Give the lines of the data below as a JSON list of strings, one string per line and no blank lines, running from the line with "every moth antenna." up to and including the line with "[89,97,105,111]". Include only those lines.

Entries shown ▸
[start]

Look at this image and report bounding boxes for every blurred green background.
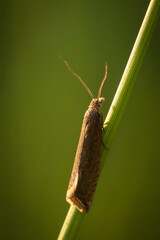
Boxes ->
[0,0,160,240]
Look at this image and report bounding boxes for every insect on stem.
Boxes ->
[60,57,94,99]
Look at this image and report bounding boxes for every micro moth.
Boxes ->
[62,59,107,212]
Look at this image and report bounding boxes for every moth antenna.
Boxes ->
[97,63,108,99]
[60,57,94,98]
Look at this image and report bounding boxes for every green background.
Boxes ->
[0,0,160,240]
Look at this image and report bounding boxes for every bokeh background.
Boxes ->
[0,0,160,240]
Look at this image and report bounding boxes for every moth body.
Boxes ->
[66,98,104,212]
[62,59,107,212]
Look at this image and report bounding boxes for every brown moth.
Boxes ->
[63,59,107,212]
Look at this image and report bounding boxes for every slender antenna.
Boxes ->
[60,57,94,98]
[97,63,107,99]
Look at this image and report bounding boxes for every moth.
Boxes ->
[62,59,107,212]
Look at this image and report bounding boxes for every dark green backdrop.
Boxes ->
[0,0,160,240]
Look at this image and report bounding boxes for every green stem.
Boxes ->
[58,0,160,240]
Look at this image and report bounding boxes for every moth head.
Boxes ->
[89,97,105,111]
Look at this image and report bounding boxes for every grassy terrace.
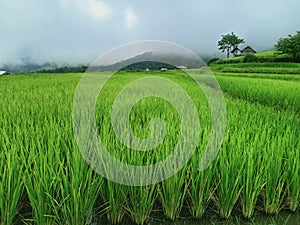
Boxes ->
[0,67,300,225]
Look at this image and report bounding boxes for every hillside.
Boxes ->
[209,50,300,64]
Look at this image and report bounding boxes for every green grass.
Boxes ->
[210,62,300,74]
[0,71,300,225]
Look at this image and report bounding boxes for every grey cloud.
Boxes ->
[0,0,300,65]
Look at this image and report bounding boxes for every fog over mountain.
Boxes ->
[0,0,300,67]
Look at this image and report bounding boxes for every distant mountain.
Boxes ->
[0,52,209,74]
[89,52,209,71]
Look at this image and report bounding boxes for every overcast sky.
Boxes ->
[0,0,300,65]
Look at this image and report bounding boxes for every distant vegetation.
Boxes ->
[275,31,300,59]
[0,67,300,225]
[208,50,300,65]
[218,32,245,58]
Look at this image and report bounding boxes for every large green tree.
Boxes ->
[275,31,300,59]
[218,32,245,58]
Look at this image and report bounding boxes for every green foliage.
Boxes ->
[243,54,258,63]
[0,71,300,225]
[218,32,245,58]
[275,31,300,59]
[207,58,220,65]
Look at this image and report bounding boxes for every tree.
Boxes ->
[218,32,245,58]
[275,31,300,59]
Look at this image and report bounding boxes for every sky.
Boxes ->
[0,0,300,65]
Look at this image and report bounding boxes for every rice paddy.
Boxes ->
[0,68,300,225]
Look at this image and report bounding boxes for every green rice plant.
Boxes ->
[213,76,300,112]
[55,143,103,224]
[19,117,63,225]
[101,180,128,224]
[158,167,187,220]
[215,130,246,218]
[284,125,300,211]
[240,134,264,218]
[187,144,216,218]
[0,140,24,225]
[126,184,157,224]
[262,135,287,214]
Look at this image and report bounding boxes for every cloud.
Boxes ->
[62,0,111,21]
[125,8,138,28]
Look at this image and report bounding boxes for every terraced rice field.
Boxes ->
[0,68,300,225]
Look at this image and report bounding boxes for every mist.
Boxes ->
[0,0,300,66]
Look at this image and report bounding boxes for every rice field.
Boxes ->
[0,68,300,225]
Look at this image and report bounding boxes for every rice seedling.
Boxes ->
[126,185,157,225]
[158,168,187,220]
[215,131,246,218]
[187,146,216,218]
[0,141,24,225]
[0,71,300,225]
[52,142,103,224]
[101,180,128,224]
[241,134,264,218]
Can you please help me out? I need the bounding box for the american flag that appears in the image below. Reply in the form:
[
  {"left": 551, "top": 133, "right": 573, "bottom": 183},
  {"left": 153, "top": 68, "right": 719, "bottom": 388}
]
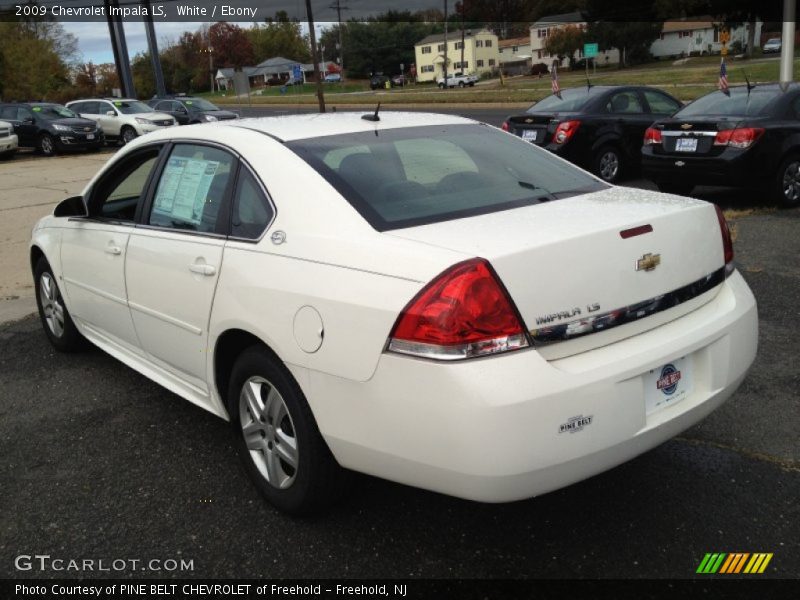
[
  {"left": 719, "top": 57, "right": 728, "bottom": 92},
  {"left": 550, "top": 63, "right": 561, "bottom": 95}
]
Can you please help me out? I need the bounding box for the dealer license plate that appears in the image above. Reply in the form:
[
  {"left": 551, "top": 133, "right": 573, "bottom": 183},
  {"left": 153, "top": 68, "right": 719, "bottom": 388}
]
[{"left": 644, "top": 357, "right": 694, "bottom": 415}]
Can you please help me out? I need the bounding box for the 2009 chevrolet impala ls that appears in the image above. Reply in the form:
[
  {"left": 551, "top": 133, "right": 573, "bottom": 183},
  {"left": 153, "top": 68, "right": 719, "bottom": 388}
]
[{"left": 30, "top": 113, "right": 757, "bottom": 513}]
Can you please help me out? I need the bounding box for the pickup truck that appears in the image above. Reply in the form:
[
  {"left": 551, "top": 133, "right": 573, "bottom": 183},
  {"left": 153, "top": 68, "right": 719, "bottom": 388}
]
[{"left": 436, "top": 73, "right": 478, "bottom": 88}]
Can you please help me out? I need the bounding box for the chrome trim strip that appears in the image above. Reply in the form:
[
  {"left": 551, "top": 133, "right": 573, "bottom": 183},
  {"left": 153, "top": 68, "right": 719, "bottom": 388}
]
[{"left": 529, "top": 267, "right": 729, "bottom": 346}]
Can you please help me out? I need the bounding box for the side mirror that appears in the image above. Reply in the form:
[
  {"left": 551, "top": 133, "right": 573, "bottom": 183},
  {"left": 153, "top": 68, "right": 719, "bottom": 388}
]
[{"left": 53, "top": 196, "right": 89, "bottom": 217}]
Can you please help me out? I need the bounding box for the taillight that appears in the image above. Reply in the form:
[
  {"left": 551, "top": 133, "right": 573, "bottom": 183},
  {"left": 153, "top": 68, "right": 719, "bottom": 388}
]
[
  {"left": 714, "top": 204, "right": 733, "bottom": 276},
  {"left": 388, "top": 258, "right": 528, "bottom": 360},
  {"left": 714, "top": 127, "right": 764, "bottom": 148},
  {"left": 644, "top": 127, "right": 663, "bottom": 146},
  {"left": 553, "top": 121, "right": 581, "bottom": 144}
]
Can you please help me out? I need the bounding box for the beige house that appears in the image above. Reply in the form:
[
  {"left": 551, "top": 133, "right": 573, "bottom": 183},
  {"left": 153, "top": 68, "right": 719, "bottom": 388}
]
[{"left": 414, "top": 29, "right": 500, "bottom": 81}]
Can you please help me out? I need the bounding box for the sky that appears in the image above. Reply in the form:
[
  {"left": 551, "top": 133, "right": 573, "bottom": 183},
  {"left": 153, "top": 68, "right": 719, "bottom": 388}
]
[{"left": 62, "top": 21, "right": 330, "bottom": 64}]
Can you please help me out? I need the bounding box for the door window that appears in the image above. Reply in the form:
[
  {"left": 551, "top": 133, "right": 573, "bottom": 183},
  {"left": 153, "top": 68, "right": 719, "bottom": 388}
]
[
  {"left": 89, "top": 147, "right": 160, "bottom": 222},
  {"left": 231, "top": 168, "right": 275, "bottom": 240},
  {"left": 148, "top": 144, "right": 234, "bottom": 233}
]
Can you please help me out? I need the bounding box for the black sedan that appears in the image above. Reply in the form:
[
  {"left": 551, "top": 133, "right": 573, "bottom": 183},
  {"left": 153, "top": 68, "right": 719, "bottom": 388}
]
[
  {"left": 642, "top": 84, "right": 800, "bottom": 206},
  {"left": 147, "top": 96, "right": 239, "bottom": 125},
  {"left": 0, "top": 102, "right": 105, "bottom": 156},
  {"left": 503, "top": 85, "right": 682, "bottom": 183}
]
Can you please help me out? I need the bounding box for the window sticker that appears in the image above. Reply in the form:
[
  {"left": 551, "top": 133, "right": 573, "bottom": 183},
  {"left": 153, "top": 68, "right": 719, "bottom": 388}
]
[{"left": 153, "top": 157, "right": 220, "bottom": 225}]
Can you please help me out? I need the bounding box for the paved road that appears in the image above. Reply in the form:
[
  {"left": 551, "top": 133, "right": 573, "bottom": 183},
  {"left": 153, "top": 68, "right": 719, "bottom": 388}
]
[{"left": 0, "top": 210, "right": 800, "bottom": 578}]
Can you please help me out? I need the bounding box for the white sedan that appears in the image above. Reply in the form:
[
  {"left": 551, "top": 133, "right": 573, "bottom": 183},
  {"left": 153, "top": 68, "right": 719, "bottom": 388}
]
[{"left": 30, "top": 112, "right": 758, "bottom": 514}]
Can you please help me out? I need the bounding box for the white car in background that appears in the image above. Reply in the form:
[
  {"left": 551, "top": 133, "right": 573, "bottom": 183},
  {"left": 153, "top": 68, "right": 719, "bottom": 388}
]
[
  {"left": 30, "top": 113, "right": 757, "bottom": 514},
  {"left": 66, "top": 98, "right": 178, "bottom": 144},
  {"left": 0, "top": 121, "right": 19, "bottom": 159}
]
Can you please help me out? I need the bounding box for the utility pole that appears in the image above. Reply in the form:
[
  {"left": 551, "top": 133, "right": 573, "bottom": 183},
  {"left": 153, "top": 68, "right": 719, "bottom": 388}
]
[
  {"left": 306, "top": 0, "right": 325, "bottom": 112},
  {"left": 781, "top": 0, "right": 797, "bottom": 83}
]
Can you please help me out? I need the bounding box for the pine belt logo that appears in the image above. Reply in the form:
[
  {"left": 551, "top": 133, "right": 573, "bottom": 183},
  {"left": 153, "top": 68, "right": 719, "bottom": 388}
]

[end]

Written answer ▸
[
  "Look at this image and report bounding boxes for every moth antenna.",
  "Boxes ->",
  "[97,63,108,99]",
  "[60,57,94,98]",
  "Look at this image and report bounding boxes for every green background.",
  "Boxes ->",
  "[0,0,160,240]",
  "Look at this image and report bounding boxes for every bokeh background.",
  "Boxes ->",
  "[0,0,160,240]",
  "Look at this image and report bounding boxes for every moth body.",
  "Boxes ->",
  "[66,98,104,212]",
  "[62,59,107,212]",
  "Look at this image and report bounding boxes for every brown moth.",
  "Boxes ->",
  "[63,59,107,212]",
  "Look at this image and report bounding boxes for every slender antenna.",
  "Boxes ->",
  "[60,57,94,98]",
  "[97,63,107,99]",
  "Look at this image and report bounding boxes for every moth.",
  "Boxes ->",
  "[62,59,107,212]",
  "Look at this image and report bounding boxes for every dark green backdrop.",
  "Boxes ->",
  "[0,0,160,240]",
  "Look at this image and report bounding boxes for every green stem.",
  "Boxes ->",
  "[58,0,160,240]",
  "Look at this image and report bounding boxes for every moth head.",
  "Boxes ->",
  "[89,97,105,111]"
]